* [Excerpt provided]
+---+

The majority of brain strokes are caused by an unanticipated obstruction of the heart's and brain's regular operations. Researchers can use a variety of machine learning techniques to forecast the likelihood of a stroke occurring. This project studies the use of machine learning techniques to predict the long-term outcomes of stroke victims. By developing and analyzing several machine learning models, we can accurately predict strokes, which is crucial for early treatment. The dataset included 5110 observations of patients who had suffered a stroke and their modifiable risk factors.
Keywords: Stroke, predictive analytics, brain, machine learning, data analysis
In the UK, strokes occur every five minutes, affecting 100,000 people annually. Stroke is the second leading cause of death worldwide. The World Health Organization (WHO) estimates that 17.7 million people died from cardiovascular illnesses in 2017, with 6.7 million of those deaths attributable to stroke. Factors such as age, body mass index, smoking status, average glucose level, hypertension, heart disease, and body mass index are critical risk factors for stroke. This study uses the "healthcare-dataset-stroke-data" from Kaggle, which includes 5110 observations and 12 attributes, to predict stroke occurrence.
Our analysis focuses on understanding the factors leading to stroke, the correlations between attributes, and identifying the most suitable model for prediction. The following steps outline our plan:
- Identify key risk factors for stroke.
- Investigate the dataset and formulate hypotheses.
- Develop and apply machine learning models.
- Critically evaluate different models for accuracy.
The dataset, sourced from Kaggle, includes 5110 observations with 12 attributes, such as age, gender, marital status, patient identifier, work type, residence type, body mass index, smoking status, glucose level, heart disease condition, hypertension indicator, and stroke occurrence.
- Visualization: We examined the data using functions like
head()
anddescribe()
. - Handling Missing Values: We addressed missing data by replacing them with the mean or dropping them when necessary.
- Outlier Detection: We visualized the data for outliers, particularly in glucose levels.
- Correlation Matrix: We used a correlation matrix to evaluate the relationships between attributes.
- Assumptions: Based on exploratory analysis, we hypothesized the impact of various factors like work type, residency, and health conditions on stroke occurrence.
- Imbalanced Data Handling: The dataset was imbalanced, with only 209 stroke occurrences. We addressed this imbalance to improve model accuracy.
- Encoding Categorical Data: We used
OneHotEncoder
to encode categorical variables. - Feature Scaling: We applied feature scaling to ensure all variables were on the same scale.

+---+

* [Work instruction A] According to the stroke prediction text, how many stroke occurrences were in the dataset?
* [Work instruction B] Copy the stroke prediction text word for word from "The majority of" up to and including "modifiable risk factors.".
Answer using only the stroke prediction text.

+---+

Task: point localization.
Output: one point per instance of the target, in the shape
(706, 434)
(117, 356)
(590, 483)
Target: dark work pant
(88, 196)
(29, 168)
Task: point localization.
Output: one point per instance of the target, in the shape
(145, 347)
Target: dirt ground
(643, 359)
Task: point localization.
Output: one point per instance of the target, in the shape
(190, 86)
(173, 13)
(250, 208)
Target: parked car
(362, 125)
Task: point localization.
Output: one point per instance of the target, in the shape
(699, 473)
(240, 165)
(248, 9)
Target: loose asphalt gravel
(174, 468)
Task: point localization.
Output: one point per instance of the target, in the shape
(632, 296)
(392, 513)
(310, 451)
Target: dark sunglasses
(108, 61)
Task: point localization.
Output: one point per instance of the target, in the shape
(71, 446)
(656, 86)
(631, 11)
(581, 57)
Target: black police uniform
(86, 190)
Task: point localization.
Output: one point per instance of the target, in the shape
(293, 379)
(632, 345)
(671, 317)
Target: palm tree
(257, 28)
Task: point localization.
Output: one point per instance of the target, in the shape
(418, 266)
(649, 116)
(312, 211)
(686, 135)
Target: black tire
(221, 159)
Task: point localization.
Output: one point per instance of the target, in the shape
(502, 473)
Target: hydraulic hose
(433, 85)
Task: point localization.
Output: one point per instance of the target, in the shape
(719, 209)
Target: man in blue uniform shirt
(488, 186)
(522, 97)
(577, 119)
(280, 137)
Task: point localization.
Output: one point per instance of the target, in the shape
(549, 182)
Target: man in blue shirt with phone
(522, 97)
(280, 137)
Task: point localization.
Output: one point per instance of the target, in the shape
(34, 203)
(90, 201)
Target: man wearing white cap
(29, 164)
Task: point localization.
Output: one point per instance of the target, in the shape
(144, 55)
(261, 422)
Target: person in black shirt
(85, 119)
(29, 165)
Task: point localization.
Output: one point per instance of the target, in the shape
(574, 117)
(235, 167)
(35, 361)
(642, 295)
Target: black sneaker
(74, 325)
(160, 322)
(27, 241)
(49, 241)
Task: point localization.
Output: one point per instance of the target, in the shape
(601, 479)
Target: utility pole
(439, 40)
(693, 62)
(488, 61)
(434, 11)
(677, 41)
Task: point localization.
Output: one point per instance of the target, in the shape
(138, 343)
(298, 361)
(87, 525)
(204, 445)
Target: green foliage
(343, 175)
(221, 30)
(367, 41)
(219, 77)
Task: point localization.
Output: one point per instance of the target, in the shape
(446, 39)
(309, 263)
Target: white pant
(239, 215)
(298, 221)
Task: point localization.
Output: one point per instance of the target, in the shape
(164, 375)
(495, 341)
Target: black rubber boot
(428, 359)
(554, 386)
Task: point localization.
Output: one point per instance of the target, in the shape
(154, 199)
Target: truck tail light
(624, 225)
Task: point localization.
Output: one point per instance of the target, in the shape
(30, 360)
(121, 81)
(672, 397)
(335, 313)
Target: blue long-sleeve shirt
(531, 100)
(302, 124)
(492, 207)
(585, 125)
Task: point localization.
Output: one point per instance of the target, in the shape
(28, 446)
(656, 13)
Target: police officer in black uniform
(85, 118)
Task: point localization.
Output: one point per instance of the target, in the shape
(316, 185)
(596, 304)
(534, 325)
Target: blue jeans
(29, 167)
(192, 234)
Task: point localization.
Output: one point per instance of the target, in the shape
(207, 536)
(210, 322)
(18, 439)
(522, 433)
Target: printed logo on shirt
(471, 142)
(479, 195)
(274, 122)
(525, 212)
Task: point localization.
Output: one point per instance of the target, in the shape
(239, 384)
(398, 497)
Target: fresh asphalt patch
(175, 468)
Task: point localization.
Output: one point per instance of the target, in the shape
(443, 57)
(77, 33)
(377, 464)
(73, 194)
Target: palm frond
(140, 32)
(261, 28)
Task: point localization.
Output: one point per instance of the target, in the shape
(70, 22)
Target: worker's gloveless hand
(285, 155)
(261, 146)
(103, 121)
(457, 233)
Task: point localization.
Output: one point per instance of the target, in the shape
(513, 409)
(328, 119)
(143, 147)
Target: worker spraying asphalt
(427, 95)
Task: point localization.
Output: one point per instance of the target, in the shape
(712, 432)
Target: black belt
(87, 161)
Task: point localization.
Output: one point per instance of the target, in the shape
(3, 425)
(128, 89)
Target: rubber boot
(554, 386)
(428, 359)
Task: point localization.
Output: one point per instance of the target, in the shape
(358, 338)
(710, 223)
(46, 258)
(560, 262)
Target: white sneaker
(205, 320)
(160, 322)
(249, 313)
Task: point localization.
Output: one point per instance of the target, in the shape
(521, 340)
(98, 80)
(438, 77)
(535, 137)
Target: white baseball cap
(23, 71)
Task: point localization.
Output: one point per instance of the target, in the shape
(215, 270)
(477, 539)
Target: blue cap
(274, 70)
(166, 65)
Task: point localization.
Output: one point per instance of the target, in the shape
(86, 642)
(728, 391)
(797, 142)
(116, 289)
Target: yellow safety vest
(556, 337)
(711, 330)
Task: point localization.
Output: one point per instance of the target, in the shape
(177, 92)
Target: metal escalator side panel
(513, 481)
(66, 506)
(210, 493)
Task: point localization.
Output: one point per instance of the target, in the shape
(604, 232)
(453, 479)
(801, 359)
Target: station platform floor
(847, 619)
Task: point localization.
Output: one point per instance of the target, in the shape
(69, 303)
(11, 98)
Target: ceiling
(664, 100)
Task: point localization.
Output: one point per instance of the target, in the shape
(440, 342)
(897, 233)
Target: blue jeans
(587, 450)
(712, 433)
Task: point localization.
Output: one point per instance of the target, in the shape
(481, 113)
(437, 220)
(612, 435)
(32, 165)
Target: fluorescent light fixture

+---+

* [Response A] 209 stroke occurrences.

* [Response B]
The majority of brain strokes are caused by an unanticipated obstruction of the heart's and brain's regular operations. Researchers can use a variety of machine learning techniques to forecast the likelihood of a stroke occurring. This project studies the use of machine learning techniques to predict the long-term outcomes of stroke victims. By developing and analyzing several machine learning models, we can accurately predict strokes, which is crucial for early treatment. The dataset included 5110 observations of patients who had suffered a stroke and their modifiable risk factors.